Task directions - Transcribe the entries exactly as each line appears.

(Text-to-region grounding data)
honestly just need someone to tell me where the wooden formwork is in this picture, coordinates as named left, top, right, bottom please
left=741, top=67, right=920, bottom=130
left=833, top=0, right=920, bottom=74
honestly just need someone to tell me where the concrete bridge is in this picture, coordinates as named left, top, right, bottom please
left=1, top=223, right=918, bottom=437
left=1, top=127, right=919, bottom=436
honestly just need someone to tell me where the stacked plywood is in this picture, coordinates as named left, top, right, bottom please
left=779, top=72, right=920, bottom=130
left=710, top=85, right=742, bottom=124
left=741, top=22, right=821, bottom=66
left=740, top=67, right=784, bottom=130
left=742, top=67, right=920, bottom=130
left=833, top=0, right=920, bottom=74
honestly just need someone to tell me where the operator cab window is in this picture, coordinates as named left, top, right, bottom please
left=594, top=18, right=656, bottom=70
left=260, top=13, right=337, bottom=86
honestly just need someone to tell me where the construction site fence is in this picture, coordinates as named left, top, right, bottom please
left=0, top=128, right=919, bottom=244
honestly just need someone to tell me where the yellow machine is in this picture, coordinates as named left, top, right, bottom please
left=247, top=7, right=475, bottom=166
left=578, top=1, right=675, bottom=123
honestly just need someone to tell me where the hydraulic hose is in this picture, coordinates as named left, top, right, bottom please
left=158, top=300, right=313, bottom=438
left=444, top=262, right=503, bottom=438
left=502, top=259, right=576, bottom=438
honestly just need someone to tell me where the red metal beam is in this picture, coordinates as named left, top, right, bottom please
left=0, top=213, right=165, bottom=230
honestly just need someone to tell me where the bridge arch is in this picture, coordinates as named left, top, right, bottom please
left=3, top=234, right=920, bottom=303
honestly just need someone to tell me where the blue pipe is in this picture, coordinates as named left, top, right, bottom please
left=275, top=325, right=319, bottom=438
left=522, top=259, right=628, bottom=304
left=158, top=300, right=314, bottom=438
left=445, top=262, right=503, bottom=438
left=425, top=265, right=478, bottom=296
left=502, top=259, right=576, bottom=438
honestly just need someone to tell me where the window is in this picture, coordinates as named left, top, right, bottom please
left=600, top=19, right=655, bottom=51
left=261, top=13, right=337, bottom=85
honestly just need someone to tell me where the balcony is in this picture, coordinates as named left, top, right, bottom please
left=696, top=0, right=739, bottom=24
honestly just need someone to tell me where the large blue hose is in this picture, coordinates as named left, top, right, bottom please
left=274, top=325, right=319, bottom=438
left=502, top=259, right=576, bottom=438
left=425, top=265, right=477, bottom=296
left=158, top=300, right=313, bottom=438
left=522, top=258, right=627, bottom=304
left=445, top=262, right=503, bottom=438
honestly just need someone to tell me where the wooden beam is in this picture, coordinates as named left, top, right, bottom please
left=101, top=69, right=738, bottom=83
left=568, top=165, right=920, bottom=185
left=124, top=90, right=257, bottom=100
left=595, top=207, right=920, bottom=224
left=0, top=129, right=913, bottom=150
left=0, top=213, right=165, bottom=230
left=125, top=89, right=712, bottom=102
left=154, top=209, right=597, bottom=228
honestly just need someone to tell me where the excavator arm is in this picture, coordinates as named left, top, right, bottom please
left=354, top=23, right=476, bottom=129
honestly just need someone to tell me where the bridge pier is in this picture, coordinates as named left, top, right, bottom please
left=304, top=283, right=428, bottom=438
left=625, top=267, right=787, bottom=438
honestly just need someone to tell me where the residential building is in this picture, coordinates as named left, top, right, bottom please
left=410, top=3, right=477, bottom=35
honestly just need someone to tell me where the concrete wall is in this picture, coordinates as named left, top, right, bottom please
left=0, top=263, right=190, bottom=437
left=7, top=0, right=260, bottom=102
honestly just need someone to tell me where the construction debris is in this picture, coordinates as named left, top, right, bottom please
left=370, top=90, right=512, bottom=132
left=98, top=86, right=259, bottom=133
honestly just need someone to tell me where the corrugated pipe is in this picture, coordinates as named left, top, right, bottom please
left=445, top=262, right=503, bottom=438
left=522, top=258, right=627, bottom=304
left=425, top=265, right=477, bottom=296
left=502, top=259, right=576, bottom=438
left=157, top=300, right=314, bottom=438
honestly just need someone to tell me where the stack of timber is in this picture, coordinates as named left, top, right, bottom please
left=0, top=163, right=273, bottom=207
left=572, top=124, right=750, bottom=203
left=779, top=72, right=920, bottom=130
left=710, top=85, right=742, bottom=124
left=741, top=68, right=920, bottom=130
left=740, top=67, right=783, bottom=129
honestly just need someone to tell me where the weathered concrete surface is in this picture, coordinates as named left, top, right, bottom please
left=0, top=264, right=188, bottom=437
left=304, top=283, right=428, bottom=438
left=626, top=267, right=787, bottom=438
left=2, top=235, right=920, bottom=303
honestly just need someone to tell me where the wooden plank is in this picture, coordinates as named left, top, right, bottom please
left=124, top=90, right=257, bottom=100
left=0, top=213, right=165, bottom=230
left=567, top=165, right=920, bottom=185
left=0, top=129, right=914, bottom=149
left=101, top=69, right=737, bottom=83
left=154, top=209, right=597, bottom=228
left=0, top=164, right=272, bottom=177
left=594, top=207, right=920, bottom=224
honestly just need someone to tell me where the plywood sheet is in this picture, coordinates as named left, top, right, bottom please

Output below -
honestly just need someone to tell me where the wooden formwork is in this picture, coordinates as named left, top, right, bottom please
left=741, top=67, right=920, bottom=130
left=833, top=0, right=920, bottom=74
honestly just need someone to tell me where the concrete bridge is in this picture, coordinates as named left, top, right, bottom please
left=1, top=223, right=918, bottom=437
left=1, top=127, right=919, bottom=436
honestly just need someone to tell me where the stacked plywood is in this picture, coordinates as named left, top, right, bottom please
left=779, top=72, right=920, bottom=130
left=710, top=85, right=742, bottom=124
left=741, top=22, right=821, bottom=66
left=740, top=67, right=784, bottom=130
left=742, top=67, right=920, bottom=130
left=833, top=0, right=920, bottom=74
honestly just need someone to tell me where the operator cab window is in this picture, coordinates as named left, top, right, bottom please
left=594, top=18, right=656, bottom=70
left=260, top=13, right=337, bottom=86
honestly just need someone to tell me where the construction site fence is in this picture, coordinates as named left, top, right, bottom please
left=0, top=128, right=919, bottom=244
honestly just need someone to tell me where the yellow machine is in this picture, coordinates as named left, top, right, bottom please
left=247, top=7, right=475, bottom=166
left=578, top=1, right=675, bottom=123
honestly just need someone to tell me where the hydraulic hose is in this picture, coordinates as named left, top, right, bottom please
left=158, top=300, right=313, bottom=438
left=444, top=262, right=503, bottom=438
left=502, top=259, right=576, bottom=438
honestly just need someone to tell me where the red metal beam is in this picture, coordinates as named left, top, right, bottom please
left=0, top=213, right=165, bottom=230
honestly just need someone to tell me where the bridge arch is in this picture, coordinates as named left, top, right, bottom please
left=3, top=234, right=920, bottom=303
honestly just need someone to tell me where the blue pipe is in this picture, coordinates as named left, top, right, bottom please
left=275, top=325, right=319, bottom=438
left=522, top=259, right=628, bottom=304
left=158, top=300, right=314, bottom=438
left=445, top=262, right=503, bottom=438
left=425, top=265, right=478, bottom=296
left=502, top=259, right=576, bottom=438
honestly just need someone to tell me where the window is in this picture, coordinates as named left, top, right, bottom please
left=600, top=19, right=655, bottom=51
left=261, top=13, right=337, bottom=85
honestly just need someone to tell me where the balcony is in this picture, coordinates as named left, top, right, bottom please
left=696, top=0, right=739, bottom=24
honestly just need someone to tell me where the large blue hose is in this picture, coordinates as named left, top, right, bottom please
left=274, top=325, right=319, bottom=438
left=502, top=259, right=576, bottom=438
left=425, top=265, right=477, bottom=296
left=158, top=300, right=313, bottom=438
left=522, top=258, right=627, bottom=304
left=445, top=262, right=503, bottom=438
honestly just need someone to tell me where the wooden beam is in this picture, coordinates as named left, top, right, bottom please
left=101, top=69, right=738, bottom=83
left=568, top=165, right=920, bottom=185
left=124, top=90, right=257, bottom=100
left=595, top=207, right=920, bottom=224
left=0, top=129, right=913, bottom=150
left=0, top=213, right=165, bottom=230
left=125, top=89, right=712, bottom=102
left=154, top=209, right=597, bottom=228
honestly just need someone to tell me where the excavator arm is in this picture, coordinates as named left, top, right, bottom please
left=354, top=23, right=476, bottom=129
honestly just need someone to tell me where the bridge pier is in this picture, coordinates as named left, top, right, bottom please
left=304, top=283, right=428, bottom=438
left=625, top=267, right=787, bottom=438
honestly just need someone to tell me where the residential building is in this picture, coordinates as named left, top, right, bottom please
left=410, top=3, right=477, bottom=35
honestly just need someone to tell me where the concrete wall is in this picture, coordinates as named left, top, right, bottom please
left=0, top=263, right=190, bottom=437
left=7, top=0, right=260, bottom=102
honestly just need someone to tell me where the construction debris is in this picture, coordinates as named left, top, right, bottom please
left=370, top=90, right=512, bottom=132
left=98, top=86, right=259, bottom=133
honestly just need someone to tell me where the corrugated pipe is in this picture, coordinates as named left, top, right, bottom please
left=445, top=262, right=503, bottom=438
left=522, top=258, right=627, bottom=304
left=425, top=265, right=477, bottom=296
left=502, top=259, right=576, bottom=438
left=157, top=300, right=314, bottom=438
honestly just need someone to tell me where the stack of timber is in this picture, coordinates as named left, top, right, bottom please
left=0, top=163, right=273, bottom=207
left=572, top=124, right=750, bottom=203
left=779, top=72, right=920, bottom=130
left=710, top=85, right=742, bottom=124
left=741, top=68, right=920, bottom=130
left=740, top=67, right=783, bottom=129
honestly just need someone to tell me where the weathered concrete surface is in this picture, coordinates as named left, top, right, bottom please
left=0, top=264, right=188, bottom=437
left=304, top=283, right=428, bottom=438
left=626, top=267, right=787, bottom=438
left=2, top=235, right=920, bottom=303
honestly just need someone to tell me where the wooden plank is in this picture, coordinates as named left, top, right, bottom please
left=124, top=90, right=257, bottom=100
left=0, top=213, right=165, bottom=230
left=567, top=165, right=920, bottom=185
left=0, top=129, right=914, bottom=149
left=101, top=69, right=737, bottom=83
left=154, top=209, right=597, bottom=228
left=0, top=164, right=272, bottom=177
left=594, top=207, right=920, bottom=224
honestly just need someone to tell me where the plywood sheet is in this picture, coordinates as named left, top, right, bottom please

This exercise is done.